Collected data entries:
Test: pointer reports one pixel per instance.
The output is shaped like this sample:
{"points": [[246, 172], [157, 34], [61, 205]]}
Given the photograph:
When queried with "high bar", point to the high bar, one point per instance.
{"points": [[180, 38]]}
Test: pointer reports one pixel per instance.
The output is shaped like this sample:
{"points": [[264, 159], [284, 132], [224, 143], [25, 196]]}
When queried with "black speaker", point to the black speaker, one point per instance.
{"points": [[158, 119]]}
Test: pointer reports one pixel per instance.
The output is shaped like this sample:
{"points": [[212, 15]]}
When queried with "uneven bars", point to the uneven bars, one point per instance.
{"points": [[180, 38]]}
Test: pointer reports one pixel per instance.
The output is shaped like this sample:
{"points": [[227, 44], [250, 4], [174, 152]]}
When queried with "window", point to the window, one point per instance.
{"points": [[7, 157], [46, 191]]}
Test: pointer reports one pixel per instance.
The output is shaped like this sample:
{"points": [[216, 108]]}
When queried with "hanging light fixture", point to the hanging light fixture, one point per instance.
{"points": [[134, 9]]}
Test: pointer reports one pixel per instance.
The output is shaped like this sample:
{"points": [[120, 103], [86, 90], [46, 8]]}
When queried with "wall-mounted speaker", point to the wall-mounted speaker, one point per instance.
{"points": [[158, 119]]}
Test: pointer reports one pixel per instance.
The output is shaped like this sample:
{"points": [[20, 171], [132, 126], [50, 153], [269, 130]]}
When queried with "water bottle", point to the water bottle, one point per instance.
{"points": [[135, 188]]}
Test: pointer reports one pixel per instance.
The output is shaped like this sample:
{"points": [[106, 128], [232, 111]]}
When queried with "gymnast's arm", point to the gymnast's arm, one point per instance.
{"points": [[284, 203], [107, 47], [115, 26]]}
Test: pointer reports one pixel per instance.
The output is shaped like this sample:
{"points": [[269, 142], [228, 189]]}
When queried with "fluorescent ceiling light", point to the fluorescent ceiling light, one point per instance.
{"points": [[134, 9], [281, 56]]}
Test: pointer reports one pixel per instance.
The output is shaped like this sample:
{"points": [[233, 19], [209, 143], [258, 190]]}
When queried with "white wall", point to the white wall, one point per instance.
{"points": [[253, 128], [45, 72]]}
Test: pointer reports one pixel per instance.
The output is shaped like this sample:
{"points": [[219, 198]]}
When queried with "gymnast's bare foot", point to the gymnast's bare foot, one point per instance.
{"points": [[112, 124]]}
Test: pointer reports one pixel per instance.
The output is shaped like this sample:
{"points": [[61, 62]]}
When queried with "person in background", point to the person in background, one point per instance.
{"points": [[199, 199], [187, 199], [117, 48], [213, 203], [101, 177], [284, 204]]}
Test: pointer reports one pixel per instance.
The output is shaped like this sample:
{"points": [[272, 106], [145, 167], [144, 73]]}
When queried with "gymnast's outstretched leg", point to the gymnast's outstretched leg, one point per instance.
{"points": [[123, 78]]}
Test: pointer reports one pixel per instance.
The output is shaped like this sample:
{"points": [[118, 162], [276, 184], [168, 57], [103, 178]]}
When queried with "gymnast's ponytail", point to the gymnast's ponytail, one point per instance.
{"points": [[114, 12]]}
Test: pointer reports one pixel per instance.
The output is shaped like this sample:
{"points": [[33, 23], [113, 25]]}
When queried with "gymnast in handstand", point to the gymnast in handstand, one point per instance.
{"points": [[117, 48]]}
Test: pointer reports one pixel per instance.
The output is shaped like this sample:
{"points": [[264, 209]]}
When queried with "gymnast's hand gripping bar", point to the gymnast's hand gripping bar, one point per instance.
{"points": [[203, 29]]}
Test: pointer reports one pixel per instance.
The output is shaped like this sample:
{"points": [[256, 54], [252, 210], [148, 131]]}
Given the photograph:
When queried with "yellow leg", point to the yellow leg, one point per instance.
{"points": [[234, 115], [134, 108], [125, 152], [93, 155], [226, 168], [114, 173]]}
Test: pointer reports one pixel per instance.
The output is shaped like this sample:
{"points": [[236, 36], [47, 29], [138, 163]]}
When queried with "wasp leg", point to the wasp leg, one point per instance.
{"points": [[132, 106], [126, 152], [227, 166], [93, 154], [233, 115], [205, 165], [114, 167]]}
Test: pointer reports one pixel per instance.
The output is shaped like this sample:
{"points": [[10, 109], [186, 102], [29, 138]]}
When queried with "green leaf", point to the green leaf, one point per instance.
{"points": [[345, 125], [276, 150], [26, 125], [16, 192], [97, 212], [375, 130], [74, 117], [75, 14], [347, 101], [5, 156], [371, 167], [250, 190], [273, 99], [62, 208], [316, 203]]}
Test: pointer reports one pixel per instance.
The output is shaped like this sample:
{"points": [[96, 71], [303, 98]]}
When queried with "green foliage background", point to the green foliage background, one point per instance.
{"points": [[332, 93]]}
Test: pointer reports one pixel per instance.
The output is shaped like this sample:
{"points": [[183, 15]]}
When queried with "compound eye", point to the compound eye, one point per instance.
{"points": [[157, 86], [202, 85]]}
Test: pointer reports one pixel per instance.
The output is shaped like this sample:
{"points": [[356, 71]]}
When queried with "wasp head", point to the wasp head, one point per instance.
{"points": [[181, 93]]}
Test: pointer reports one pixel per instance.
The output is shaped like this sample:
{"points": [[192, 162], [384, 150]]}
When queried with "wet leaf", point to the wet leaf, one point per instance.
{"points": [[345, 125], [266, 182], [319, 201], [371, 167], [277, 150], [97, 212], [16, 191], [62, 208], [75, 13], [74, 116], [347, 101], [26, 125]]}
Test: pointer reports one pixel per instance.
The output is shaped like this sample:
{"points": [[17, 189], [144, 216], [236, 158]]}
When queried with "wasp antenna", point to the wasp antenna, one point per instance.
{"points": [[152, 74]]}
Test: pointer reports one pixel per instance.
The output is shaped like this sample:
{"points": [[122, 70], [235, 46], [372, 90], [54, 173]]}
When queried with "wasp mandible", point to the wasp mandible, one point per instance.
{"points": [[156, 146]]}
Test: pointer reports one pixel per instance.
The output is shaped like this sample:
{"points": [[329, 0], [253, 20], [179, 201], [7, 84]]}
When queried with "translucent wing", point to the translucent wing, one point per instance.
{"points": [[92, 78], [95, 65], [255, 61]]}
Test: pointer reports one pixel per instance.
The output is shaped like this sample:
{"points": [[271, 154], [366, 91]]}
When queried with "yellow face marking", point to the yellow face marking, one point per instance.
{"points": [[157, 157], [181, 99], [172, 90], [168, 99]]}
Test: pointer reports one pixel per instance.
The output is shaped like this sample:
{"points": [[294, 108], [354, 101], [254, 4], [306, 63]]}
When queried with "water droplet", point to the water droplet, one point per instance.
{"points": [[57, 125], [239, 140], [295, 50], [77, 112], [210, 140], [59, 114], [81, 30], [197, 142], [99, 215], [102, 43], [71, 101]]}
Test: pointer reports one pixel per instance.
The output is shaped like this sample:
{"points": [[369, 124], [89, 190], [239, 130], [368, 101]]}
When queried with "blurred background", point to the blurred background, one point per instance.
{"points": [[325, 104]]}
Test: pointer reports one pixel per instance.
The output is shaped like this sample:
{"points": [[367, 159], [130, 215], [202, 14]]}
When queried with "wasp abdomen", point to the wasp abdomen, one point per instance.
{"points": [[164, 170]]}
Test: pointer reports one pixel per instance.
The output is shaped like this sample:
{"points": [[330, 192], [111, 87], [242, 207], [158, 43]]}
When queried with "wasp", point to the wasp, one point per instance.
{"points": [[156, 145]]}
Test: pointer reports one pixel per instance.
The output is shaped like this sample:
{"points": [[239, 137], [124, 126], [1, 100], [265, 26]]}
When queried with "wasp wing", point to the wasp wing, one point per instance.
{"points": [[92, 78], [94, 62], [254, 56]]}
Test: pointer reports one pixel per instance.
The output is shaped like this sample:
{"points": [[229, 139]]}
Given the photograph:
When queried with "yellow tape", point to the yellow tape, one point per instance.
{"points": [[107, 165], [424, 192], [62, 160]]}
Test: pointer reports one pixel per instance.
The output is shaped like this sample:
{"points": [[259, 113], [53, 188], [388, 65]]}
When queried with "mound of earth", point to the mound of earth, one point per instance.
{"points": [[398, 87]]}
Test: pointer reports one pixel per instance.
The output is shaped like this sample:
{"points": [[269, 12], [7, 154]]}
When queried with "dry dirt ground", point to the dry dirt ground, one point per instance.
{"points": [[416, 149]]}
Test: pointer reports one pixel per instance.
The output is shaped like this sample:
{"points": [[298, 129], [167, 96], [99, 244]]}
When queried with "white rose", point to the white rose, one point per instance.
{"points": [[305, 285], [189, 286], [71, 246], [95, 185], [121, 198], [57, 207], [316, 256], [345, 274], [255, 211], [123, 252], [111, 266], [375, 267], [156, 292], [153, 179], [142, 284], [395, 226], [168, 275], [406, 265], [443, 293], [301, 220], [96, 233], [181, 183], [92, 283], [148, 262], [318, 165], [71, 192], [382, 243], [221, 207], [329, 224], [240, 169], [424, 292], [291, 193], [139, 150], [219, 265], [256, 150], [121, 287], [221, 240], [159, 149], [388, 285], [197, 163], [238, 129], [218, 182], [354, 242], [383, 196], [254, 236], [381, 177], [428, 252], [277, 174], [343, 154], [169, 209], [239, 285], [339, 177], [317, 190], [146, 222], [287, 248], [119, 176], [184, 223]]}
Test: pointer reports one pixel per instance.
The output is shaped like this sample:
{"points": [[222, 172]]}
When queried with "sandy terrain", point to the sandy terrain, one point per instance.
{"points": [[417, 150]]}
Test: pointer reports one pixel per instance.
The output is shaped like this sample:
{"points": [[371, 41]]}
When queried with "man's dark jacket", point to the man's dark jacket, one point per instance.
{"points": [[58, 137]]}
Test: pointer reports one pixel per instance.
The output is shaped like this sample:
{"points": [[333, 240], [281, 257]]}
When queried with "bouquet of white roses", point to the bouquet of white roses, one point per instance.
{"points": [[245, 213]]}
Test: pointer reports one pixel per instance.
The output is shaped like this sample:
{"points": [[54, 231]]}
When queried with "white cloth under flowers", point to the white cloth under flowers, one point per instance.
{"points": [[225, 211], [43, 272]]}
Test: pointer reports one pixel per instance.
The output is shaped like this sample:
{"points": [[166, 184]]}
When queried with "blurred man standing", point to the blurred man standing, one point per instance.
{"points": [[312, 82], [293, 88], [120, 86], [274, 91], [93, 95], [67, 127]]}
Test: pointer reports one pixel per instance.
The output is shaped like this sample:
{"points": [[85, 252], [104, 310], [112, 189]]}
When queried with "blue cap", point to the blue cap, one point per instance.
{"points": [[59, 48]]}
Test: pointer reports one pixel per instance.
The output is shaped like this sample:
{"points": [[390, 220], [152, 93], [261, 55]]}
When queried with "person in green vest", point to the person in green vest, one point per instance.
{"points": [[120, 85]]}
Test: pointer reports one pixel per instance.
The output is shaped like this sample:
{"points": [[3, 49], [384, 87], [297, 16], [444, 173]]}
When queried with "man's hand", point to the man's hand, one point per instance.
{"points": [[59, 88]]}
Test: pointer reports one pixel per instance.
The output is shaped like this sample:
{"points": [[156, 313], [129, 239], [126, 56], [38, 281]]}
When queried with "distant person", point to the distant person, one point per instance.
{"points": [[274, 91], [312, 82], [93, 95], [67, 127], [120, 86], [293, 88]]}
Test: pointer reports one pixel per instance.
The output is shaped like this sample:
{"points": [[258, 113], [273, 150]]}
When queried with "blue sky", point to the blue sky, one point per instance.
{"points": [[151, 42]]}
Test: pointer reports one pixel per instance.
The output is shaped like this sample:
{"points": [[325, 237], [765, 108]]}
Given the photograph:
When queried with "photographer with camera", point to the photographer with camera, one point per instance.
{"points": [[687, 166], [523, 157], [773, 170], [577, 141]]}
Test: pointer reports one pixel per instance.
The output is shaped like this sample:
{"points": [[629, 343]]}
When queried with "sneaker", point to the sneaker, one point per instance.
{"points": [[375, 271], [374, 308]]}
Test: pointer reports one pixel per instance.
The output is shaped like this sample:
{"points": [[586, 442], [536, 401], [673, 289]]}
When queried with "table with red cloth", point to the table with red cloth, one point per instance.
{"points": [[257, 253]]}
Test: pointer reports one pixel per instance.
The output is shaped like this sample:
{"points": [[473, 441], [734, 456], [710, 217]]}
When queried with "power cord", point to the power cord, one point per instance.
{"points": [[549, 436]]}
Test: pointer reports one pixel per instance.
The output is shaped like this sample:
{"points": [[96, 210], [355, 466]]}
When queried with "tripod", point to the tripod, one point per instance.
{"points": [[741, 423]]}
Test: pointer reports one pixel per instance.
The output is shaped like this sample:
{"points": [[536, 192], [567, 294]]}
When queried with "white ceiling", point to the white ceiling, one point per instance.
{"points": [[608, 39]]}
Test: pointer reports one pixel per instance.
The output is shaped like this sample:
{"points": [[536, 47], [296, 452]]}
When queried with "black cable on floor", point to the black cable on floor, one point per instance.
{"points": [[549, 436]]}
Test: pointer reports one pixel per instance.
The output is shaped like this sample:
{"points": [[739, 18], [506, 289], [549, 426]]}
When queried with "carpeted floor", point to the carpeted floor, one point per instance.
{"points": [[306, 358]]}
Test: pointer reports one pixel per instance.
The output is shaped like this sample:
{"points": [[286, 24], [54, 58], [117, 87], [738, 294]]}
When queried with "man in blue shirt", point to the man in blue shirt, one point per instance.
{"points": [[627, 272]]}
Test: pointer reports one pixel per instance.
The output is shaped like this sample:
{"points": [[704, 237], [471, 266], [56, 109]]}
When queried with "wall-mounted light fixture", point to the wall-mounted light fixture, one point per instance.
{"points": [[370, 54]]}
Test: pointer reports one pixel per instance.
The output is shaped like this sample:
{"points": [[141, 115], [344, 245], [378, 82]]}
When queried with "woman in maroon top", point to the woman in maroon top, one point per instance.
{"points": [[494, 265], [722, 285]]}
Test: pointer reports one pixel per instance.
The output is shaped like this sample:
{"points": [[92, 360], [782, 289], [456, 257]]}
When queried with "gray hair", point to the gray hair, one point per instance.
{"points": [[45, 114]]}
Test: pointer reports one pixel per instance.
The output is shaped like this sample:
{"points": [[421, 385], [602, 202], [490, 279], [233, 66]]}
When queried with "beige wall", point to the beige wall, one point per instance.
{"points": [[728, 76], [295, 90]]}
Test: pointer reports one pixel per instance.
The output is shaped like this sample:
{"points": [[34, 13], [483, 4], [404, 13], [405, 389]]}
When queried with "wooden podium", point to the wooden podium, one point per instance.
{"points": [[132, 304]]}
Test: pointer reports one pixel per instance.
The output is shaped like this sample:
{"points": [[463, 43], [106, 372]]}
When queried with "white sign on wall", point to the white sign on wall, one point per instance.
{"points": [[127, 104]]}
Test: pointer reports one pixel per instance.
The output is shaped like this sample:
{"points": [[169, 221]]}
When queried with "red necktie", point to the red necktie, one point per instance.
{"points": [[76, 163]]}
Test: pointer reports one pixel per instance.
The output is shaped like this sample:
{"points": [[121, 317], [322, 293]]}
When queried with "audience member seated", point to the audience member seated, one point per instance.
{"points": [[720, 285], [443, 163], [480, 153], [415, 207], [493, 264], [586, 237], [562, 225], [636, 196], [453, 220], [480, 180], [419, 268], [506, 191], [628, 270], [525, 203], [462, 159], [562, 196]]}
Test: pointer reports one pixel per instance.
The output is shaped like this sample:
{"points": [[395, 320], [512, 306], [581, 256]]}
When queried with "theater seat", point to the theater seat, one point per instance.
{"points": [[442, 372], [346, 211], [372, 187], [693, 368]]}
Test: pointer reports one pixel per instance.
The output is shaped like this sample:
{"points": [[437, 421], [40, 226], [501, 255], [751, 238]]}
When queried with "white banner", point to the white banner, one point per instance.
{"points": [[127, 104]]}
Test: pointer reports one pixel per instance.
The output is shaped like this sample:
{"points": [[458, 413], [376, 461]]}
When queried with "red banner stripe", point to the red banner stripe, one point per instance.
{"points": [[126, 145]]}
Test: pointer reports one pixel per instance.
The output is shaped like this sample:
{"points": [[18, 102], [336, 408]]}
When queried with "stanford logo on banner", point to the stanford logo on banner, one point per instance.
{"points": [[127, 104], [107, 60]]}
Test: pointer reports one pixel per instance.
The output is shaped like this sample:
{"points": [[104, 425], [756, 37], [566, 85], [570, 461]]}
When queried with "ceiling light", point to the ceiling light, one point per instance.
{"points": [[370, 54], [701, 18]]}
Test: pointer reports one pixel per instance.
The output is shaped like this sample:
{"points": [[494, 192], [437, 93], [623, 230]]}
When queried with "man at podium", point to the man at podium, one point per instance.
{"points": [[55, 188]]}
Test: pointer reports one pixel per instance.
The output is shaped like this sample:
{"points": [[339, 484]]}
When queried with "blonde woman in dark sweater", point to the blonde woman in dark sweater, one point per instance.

# AIM:
Extract each line above that includes the string "fixture" and copy it in full.

# TASK OUTPUT:
When queried with "hanging light fixture", point to the hanging light fixture, one point per instance.
When queried with "wall-mounted light fixture", point to the wall-mounted light fixture, one point per instance.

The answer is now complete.